**Given exercise**: Write out the listing below word for word, covering everything from the line that contains "the guitar neck" down to the end of the listing.

**Data provided**:
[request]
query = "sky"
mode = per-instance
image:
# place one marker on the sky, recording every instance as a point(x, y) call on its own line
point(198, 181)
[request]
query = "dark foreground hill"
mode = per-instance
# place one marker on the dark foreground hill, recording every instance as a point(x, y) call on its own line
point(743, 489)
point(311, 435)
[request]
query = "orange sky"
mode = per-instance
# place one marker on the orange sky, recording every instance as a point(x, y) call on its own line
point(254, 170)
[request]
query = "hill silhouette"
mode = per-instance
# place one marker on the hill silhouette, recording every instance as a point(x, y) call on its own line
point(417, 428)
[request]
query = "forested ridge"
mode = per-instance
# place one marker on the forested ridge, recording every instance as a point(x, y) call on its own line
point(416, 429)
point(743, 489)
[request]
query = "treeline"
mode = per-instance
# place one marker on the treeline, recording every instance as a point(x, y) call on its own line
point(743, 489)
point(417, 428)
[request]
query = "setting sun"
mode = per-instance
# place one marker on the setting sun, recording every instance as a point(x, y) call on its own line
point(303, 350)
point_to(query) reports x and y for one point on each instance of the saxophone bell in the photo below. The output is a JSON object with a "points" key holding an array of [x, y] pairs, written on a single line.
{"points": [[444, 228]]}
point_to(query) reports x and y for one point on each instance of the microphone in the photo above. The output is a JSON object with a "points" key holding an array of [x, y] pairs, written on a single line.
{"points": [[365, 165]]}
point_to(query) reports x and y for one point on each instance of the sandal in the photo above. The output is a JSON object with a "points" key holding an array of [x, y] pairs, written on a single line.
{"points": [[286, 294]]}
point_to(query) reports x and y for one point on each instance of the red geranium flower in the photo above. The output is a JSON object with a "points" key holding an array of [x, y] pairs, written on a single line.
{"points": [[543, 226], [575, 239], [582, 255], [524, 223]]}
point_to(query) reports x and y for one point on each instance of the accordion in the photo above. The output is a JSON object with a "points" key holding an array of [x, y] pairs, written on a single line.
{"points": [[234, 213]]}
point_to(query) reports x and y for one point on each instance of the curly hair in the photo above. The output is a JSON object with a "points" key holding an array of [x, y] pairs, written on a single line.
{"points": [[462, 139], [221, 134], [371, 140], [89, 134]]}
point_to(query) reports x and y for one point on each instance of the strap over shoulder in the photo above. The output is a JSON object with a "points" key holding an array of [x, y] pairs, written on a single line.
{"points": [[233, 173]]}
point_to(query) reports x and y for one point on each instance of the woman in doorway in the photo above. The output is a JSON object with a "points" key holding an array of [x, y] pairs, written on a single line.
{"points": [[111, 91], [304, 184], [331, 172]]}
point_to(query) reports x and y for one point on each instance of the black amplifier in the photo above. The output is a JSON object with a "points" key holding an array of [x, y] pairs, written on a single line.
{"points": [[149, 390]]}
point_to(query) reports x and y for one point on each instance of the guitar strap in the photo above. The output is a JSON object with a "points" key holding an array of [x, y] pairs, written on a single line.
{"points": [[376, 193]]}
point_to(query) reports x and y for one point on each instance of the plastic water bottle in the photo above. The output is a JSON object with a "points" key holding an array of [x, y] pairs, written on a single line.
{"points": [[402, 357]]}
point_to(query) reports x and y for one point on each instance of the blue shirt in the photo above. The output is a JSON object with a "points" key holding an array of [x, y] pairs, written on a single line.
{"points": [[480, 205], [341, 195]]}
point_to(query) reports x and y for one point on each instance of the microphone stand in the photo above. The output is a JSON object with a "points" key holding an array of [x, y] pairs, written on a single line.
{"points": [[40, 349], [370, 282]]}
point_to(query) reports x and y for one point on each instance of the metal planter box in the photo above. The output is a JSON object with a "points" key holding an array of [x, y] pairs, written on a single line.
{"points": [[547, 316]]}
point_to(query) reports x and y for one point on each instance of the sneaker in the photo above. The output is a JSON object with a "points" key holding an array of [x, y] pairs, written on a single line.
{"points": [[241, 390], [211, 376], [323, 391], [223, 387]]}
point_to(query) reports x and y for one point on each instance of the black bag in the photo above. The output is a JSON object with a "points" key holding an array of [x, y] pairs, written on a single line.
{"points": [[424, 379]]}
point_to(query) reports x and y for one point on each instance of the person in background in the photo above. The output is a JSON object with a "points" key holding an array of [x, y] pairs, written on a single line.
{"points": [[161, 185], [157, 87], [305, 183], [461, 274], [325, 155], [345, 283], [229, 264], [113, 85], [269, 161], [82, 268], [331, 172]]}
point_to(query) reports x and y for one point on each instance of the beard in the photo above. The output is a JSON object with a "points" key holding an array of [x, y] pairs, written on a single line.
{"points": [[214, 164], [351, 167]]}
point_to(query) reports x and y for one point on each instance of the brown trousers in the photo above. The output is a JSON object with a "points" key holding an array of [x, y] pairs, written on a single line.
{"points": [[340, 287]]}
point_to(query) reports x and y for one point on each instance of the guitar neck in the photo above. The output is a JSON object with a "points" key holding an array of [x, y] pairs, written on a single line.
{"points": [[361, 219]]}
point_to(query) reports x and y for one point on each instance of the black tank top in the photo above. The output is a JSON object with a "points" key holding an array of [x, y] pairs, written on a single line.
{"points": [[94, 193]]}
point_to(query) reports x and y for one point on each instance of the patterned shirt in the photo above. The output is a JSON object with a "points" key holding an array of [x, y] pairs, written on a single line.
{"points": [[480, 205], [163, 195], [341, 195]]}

**Solution for this task**:
point_to(query) reports x and y for one point on each instance of the guitar neck in the photo above. The output is a JSON object with a "points" key holding an array of [x, y] pairs, written on a single line.
{"points": [[361, 219]]}
point_to(query) reports x and y for one point on each instance of the black tank top in the photo above. The output is a JSON object with a "points" key holding an array of [x, y] pairs, written on a single line.
{"points": [[94, 193]]}
point_to(query) reports x and y for one point on each instance of the patterned shirt in the photo above. The output is a JSON object with a "points" key holding an array of [x, y] pairs, written on a single line.
{"points": [[480, 205], [163, 195], [341, 195]]}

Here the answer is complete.